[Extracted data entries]
----------
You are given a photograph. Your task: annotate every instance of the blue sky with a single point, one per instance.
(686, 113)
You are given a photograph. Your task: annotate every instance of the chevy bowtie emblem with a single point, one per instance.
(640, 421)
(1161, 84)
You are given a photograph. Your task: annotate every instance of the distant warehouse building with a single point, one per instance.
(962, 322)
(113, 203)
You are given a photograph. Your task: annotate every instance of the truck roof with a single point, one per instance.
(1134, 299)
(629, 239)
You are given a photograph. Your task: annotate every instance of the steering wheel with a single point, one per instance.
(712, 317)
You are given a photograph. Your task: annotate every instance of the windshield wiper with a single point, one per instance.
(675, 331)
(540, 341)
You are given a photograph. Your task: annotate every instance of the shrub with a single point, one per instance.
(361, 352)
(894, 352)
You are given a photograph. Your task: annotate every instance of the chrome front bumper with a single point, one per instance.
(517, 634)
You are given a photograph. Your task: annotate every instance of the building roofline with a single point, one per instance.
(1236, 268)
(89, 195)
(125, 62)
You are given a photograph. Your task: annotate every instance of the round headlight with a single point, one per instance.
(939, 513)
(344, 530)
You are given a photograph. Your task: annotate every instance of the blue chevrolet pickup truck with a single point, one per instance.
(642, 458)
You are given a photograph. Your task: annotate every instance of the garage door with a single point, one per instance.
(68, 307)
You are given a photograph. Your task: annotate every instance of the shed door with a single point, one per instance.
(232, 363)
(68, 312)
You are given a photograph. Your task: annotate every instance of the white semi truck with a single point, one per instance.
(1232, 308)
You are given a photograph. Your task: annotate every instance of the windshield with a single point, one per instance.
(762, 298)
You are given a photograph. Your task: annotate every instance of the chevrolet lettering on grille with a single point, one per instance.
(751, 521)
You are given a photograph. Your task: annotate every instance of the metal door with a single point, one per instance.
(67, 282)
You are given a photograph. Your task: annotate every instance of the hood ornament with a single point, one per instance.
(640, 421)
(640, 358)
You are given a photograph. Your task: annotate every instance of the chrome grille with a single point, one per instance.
----------
Task to carry out: A complete and exact reproduction of the data is needed.

Task answer:
You are given a photograph. Your task: annotate every instance of the blue sky with a single point, one per instance.
(686, 113)
You are given a photograph. Your task: annotate every instance of the chevy bowtie emblem with a single point, one per instance.
(640, 421)
(1161, 84)
You are given a photograph. Your task: annotate every instance of the distant warehouse building with a single point, one per instance.
(962, 322)
(113, 203)
You are given a photograph. Your task: annotate every instance of the truck roof with a single point, one per instance.
(1134, 299)
(629, 239)
You are given a photograph. Your task: annotate every instance of the steering wheel with a single point, one per instance.
(712, 317)
You are given a photograph. Your task: annotate every instance of the windshield wiper with a single point, one per instance.
(675, 331)
(540, 341)
You are given a photograph. Your task: annotate every instance of the shrub with a single point, one per instance.
(361, 352)
(894, 352)
You are given a photograph. Your task: annotate every instance of the chrome front bumper with a single point, one per instance.
(517, 634)
You are given a photograph. Your task: annotate every instance of the building roofline with a single point, one per instance.
(1236, 268)
(89, 195)
(125, 62)
You are given a photograph. Your task: annotate every instance of the round headlight with a single point, one per instance.
(939, 513)
(344, 530)
You are given a photograph. Your task: annotate every instance of the blue chevrolet pickup truck with a single point, one per instance.
(642, 458)
You are given a photograph. Your task: annotate every instance of the garage door with a single point, one per instance.
(68, 307)
You are given a photograph. Your task: annotate every instance of the shed door with a single point, one per instance.
(232, 363)
(68, 312)
You are given a photograph. Your task: annotate every instance of the white semi truck with a single point, one per instance.
(1232, 308)
You are given a photograph. Your task: annotate every instance of the windshield with a single point, one per instance.
(762, 298)
You are given a photograph. Your task: annotate every instance of the chevrolet lettering on grille with a single point, one per instance.
(751, 521)
You are given a photograph. Your task: annotate every instance of the metal door with a single point, one per instance.
(67, 282)
You are given a photograph. Your task: annotate every instance of the hood ornament with a single point, one per instance.
(640, 421)
(640, 358)
You are given a photograph. Your task: annotate every instance of the chrome grille with a single point, one per instance.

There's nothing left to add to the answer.